─── ITEMS

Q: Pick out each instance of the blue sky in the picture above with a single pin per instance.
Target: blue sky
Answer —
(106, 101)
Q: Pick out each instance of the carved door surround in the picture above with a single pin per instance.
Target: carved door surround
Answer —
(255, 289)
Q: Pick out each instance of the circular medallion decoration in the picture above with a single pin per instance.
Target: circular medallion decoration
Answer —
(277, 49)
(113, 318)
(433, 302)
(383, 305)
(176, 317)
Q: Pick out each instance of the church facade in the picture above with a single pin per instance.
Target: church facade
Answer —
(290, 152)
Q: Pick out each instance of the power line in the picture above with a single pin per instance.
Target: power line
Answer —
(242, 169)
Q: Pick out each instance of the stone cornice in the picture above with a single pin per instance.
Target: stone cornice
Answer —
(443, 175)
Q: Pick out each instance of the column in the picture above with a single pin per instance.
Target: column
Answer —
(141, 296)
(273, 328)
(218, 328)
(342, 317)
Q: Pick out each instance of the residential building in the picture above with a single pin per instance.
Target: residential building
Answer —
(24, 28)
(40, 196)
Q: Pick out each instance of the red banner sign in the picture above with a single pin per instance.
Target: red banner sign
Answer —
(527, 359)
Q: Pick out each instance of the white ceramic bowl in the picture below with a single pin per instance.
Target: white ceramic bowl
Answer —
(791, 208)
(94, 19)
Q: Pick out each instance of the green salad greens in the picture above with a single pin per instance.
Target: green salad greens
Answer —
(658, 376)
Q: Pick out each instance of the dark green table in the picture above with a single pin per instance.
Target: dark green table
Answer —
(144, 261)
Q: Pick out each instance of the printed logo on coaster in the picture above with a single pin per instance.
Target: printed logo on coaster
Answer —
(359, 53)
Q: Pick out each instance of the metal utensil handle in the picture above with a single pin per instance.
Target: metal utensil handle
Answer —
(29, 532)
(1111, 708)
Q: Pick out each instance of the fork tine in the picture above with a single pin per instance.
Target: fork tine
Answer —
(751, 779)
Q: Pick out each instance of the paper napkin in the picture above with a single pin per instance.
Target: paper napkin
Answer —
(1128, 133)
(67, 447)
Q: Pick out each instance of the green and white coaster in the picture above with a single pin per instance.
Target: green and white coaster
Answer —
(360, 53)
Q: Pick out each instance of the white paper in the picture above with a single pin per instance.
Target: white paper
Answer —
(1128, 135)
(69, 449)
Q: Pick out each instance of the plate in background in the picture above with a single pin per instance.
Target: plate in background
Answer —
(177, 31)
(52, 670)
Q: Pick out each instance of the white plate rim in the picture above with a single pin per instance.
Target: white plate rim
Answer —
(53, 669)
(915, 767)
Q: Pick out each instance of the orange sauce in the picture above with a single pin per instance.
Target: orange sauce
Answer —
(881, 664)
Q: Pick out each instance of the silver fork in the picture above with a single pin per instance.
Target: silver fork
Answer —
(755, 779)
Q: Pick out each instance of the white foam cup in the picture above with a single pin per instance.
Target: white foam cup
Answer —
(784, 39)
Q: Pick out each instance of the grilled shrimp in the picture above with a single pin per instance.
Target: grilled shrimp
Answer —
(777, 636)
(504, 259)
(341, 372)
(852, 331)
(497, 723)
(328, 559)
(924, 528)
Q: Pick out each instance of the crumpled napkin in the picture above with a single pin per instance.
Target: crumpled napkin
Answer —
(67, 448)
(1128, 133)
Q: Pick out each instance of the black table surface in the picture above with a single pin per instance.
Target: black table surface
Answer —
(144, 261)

──────

## [WHAT IS EXPECTED]
Take the lines above from the one holding "Q: Pick out each instance of the white foam" to the last and output them exactly.

## [ANSWER TO THIS PROBLEM]
Q: Pick out each instance of the white foam cup in the picture above with a single pin per instance.
Target: white foam cup
Answer —
(784, 39)
Q: Pick out each instance of the grilled shrimp in the picture above with a single pin per instance.
Target: grilled shrimp
Answer —
(777, 636)
(504, 259)
(341, 372)
(852, 331)
(497, 723)
(328, 559)
(924, 528)
Q: Pick out each instance of the crumpled napkin in the picture above with a single pin per instance.
Target: crumpled napkin
Answer —
(67, 448)
(1128, 133)
Q: Pick out each instance of the black table surface in the picture above with a single pin per instance.
Target: black table surface
Answer —
(144, 261)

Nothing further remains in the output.